# Text passage
It must be stressed that the use that we are making of all batteries used in electric flight applications goes far beyond anything that they were designed for. Some of them stand up to this extremely well, but life will always be short. As a rule of thumb, 50 cycles is about all you can expect before there is an obvious drop in performance - yes, I've changed that.
For some years I then used a total of 3 packs of 1700 mAh SCR cells which, again, gave similar flight times. Each pack weighed 16 ounces. There's a distinct pattern here, increasing capacity meant increasing weight and no increase in flight time.
Then, disaster, no more 1700 SCR's. I tried a pack of 2400 mAh 'N' cells (18 ounces) with disappointing results. This could have had something to do with the fact that I could never get them to accept more than about 1700 mAh on charge. Flight time was down and, more important, there was a marked reduction in power. I soldiered on with this and the last of my 1700 SCR packs for some time, getting similar performance.
I looked around for a replacement and was offered a pack of Tornado cells labelled 'RC 1920+' in large letters. I was encouraged, initially, by the fact that it only weighed 14 ounces. After accepting 2250 mAh on the first charge, this has never since taken more than 1750. In use it has about the same power and flight time as my tired 1700 SCR pack. For the record, the 1700 pack has 152 cycles on it and the 2400 a mere 70. When you consider that the new pack has only 5 cycles on it and is already showing signs of reduced performance, the outlook is depressing.
Comparison of early 1100 mAh pack with current 1920 (?) mAh pack.
The early pack had better performance.
The problem that this particular model presents is that spare parts are impossible to obtain and the next flight could be its last. In those circumstances I'm not inclined to spend around £60 - £70 on a suitable Lithium-Polymer battery.
Many of these cells were quite new and only had a few cycles on them. The commen denominator appeared to be that all of them were bought some time ago as part of a large order of Vanson cells from Maplin. They had all been removed from the packages and given one slow charge to initialise them and then stored in that condition. It seems that this was a mistake and that I should have left them uncharged in the packs. Another lesson learned. NiMH seem to like being used regularly, if you charge them, use them.
All of the above were 750 mAh cells. I have packs of 1600 and 2000 mAh cells in transmitters which seem to work normally - a different duty, of course. I have one pack of 8 x 2000 mAh cells used in the 'Streaker' with a Speed 400 motor (now my largest model) which have lost a lot of power, but which still fly the model and give reasonable flight times.
My regular charger, the HE Cell type described previously has LED's to indicate the charge state. A red LED shows that it is charging at constant current. When it switches to constant voltage, the red LED goes out and a green comes on. This goes out when charging is complete. It is difficult to check exactly what is happening because the charger pulses and an ammeter gives confusing readings. However, I did establish that charging does not actually stop when the green LED goes out, but continues for some time at a reducing rate. It pays to leave it on for a while.
I had been using custom built chargers for my smaller cells, so built a similar device for the 1200 mAh Kokam cells that I used for the Hornets. Now I knew that I was getting a complete charge but still got poor flights. OK, buy two more 2 cell packs. These gave normal charging and normal flights, so it was the old cells. Next move was to buy two more packs which were on offer from Indoor Flyer at reduced price.

# Information
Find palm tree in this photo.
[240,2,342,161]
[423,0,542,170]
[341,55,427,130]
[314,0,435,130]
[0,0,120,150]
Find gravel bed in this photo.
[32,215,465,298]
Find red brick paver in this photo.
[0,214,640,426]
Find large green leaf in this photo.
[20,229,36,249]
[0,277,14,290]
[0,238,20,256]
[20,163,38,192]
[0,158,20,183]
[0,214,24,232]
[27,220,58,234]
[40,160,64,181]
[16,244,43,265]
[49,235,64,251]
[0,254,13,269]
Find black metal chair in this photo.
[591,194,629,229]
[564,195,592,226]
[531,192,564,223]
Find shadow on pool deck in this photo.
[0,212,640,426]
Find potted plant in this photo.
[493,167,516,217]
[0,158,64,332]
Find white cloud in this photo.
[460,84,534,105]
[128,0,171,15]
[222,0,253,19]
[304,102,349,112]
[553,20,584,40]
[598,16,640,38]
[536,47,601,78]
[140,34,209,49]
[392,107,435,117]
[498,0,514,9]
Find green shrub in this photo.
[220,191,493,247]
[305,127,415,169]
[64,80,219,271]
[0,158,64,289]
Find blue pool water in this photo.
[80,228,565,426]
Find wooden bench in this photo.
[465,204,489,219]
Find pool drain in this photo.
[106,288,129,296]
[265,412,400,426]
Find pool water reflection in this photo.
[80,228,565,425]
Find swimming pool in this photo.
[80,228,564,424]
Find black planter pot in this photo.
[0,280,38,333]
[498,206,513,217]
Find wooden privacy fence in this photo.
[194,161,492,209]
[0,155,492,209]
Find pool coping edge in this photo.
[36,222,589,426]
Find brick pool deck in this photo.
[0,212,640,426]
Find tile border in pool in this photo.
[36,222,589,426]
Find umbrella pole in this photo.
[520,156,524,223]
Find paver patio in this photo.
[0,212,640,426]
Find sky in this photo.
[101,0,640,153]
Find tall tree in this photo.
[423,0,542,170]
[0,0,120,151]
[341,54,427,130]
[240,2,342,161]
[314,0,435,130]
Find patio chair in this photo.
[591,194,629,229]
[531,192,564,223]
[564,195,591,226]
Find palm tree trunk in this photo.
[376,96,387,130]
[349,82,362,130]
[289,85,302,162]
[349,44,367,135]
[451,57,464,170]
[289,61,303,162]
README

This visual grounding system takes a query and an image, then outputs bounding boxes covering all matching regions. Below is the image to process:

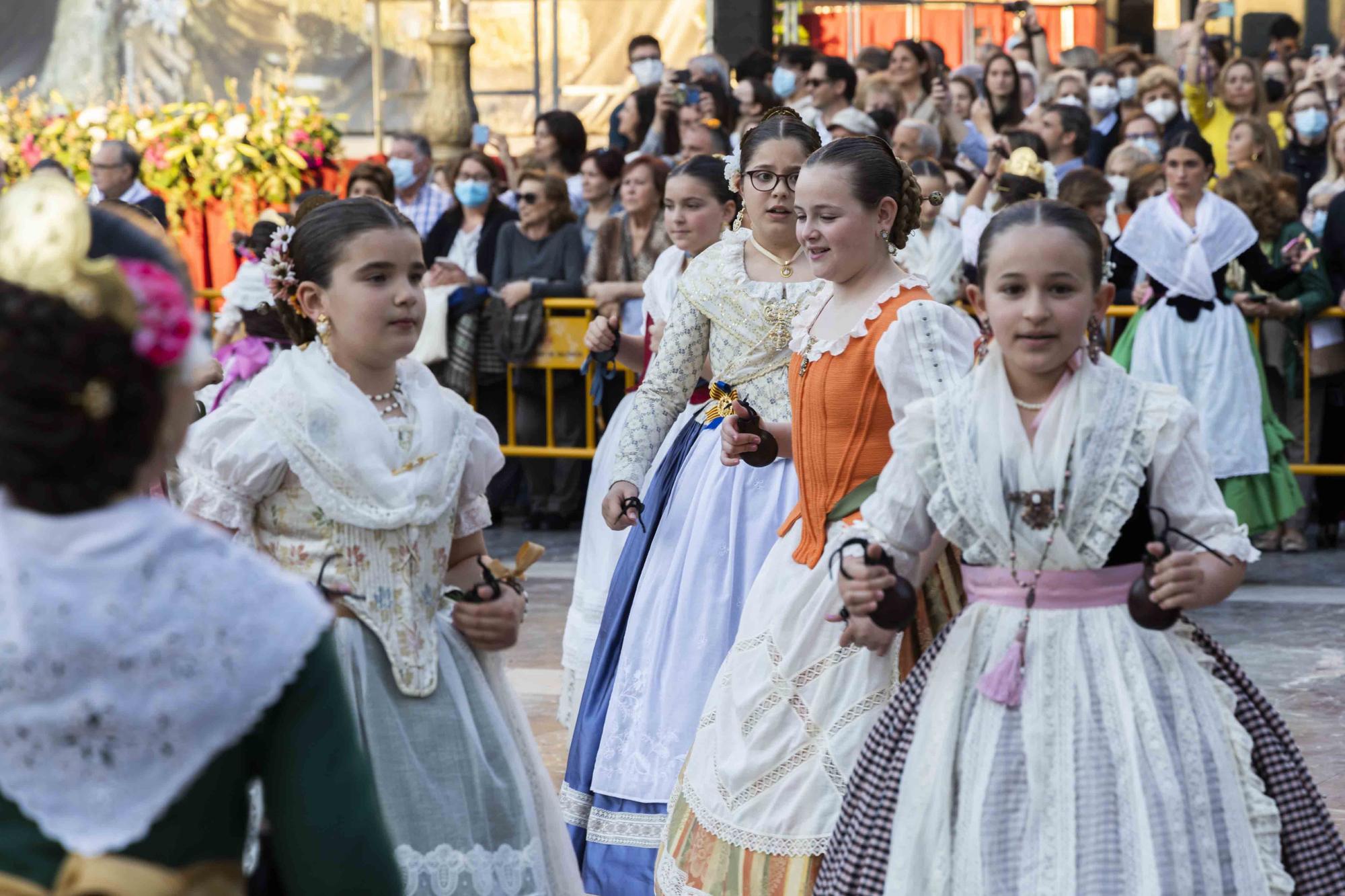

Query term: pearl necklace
[369,375,402,417]
[748,235,803,280]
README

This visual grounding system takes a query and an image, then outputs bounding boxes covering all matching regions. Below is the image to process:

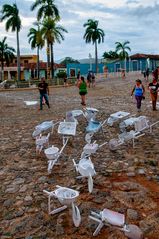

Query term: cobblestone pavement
[0,74,159,239]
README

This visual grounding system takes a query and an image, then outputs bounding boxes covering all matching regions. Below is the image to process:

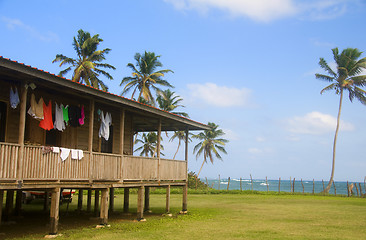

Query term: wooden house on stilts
[0,57,208,234]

# Directions
1 - From the battery passage, extract the part that opens with the words containing "The early pack" and closes with "them, use them.". Copy it word for word.
2 - In the battery passage, how much did the pack of Tornado cells labelled 'RC 1920+' weigh?

# Expected outputs
1 -
The early pack had better performance.
The problem that this particular model presents is that spare parts are impossible to obtain and the next flight could be its last. In those circumstances I'm not inclined to spend around £60 - £70 on a suitable Lithium-Polymer battery.
Many of these cells were quite new and only had a few cycles on them. The commen denominator appeared to be that all of them were bought some time ago as part of a large order of Vanson cells from Maplin. They had all been removed from the packages and given one slow charge to initialise them and then stored in that condition. It seems that this was a mistake and that I should have left them uncharged in the packs. Another lesson learned. NiMH seem to like being used regularly, if you charge them, use them.

2 - It weighed 14 ounces.